## Set of tasks
A) From the text on hooking up, return the passage between "Regression analyses reveal" and "pleasure in relationships.", inclusive.
B) Answer these questions from the text on hooking up:
(i) What did the study compare hookups with, according to the reply?
(ii) What does the writer of "Pleasure statistics" guess about nerves?
(iii) By whose definitions of hookup did the students answer the questions?
C) Write what comes next in the text on hooking up, beginning after its final sentence.

Stress and Sex

Helping women decrease stress and enhance desire.

Hooking Up: Complexities and Double Standards

College students are hooking-up. Still, just what they are doing, and how they are reacting emotionally and sexually, is far from straightforward. What is clear, however, is that missing from the discourse is research on same-sex hookups and that in heterosexual hookups, the sexual double standards is alive and well. Read More

Pleasure statistics

How do the pleasure statistics (oral give, oral get, etc.) compare for one-time hookup sex compared to first-time non-hookup sex? Is there any difference? I would bet not. I think those stats just have to do with first time sex, period. And that sex is most often something of a proof to both men and women that the man is not impotent. Was there reporting on sexual failure in any of these stats? That is, failure to penetrate on attempted penetrative sex on a first hookup, or failure to penetrative on attempted penetrative sex on a first-time non-hookup sex? I would guess nerves are an equal opportunity intruder.

Reply to "Pleasure Statistics"

You raise an interesting point. The study did not compare first-time hookup and first-time relationship sex. It compared hookups and relationship sex, in terms of specific behaviors and orgasms, as well as attitudes. I believe that anxiety does play a role in first-time sexual encounters, as you suggest, in both relationships and in hookups. Additionally, the data from this study suggest that there is more to the difference in orgasm and oral sex statistics reported than anxiety. Here is an excerpt from the study abstract you might find of interest:

Regression analyses reveal that specific sexual practices, experience with a particular partner, and commitment all predict women’s orgasm and sexual enjoyment. The presence of more sexual practices conducive to women’s orgasm in relationship sex explains some of why orgasm is more common in relationships. Qualitative analysis suggests a double standard also contributes to why relationship sex is better for women: both men and women question women’s (but not men’s) entitlement to pleasure
in hookups but believe strongly in women’s (as well as men’s) entitlement to pleasure in relationships.

Also, the lack of orgasms for both sex’s may also be due to not engaging in behaviors conducive to orgasms during the hook-up (i.e., just kissing, etc.), since the students answered the questions according to their own definitions of hookup.

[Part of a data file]

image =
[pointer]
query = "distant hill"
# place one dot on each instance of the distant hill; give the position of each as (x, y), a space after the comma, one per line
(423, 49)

## Answers
A)
Regression analyses reveal that specific sexual practices, experience with a particular partner, and commitment all predict women’s orgasm and sexual enjoyment. The presence of more sexual practices conducive to women’s orgasm in relationship sex explains some of why orgasm is more common in relationships. Qualitative analysis suggests a double standard also contributes to why relationship sex is better for women: both men and women question women’s (but not men’s) entitlement to pleasure
in hookups but believe strongly in women’s (as well as men’s) entitlement to pleasure in relationships.

B)
(i) Relationship sex
(ii) That they are an equal opportunity intruder
(iii) Their own

C)
So, in short, I do think the role of anxiety in sex (relationship and hookup is large). And, I also believe this study did yield a double standard regarding oral sex and the prioritization of women’s pleasure during hook up sex.

Regarding failure, many of my students tell me that loss of erection occurs during hookup, often due to the alcohol also involved.

Thanks for reading and commenting!

The purpose of sex is to have an orgasm??

Um, what the heck are you studying? People have sex for many reasons. College students have sex for many reasons. I think you need to go back to the drawing board.

Many many years ago I was in college, and I had a lot of hook-ups. I don't think I ever went into a casual sexual encounter in search for an orgasm. I had sex with men whom I found attractive, unique and interesting. I had casual sex with men who were different from me. I enjoy sex. I enjoyed being able to spend a few hours with different men where I could talk intimately, get to know them, have some laughs and then consider whether I wanted to pursue a deeper relationship or leverage the situation for social interaction at a later time.

I don't regret all that casual sex for a minute. In hindsight, I probably should have had more of it. I wish I could have casual sex now, but with my neighbor's prying eyes and the clingyness of men my age it isn't feasible.

Textbook

"leverage the situation"

Well that certainly isn't manipulative and shallow, is it?

"I don't regret all that casual sex for a minute. In hindsight, I probably should have had more of it. I wish I could have casual sex now, but with my neighbor's prying eyes and the clingyness of men my age it isn't feasible."

Interesting, it sounds like you are single and getting older. I wonder why no one has wanted to settle down with you.

Reply

You are indeed right--people do have sex for a variety of reasons and orgasm is not always the goal.

Nevertheless, you seem to have missed two points in my blog. First, this is not what I am studying; my blog was conveying/summarizing the research in this area. And, secondly, despite the various reasons people have sex and orgasm not always being the goal, the research on hook-up sex clearly demonstrates that women have more regret and less pleasure.

Thanks for reading and commenting.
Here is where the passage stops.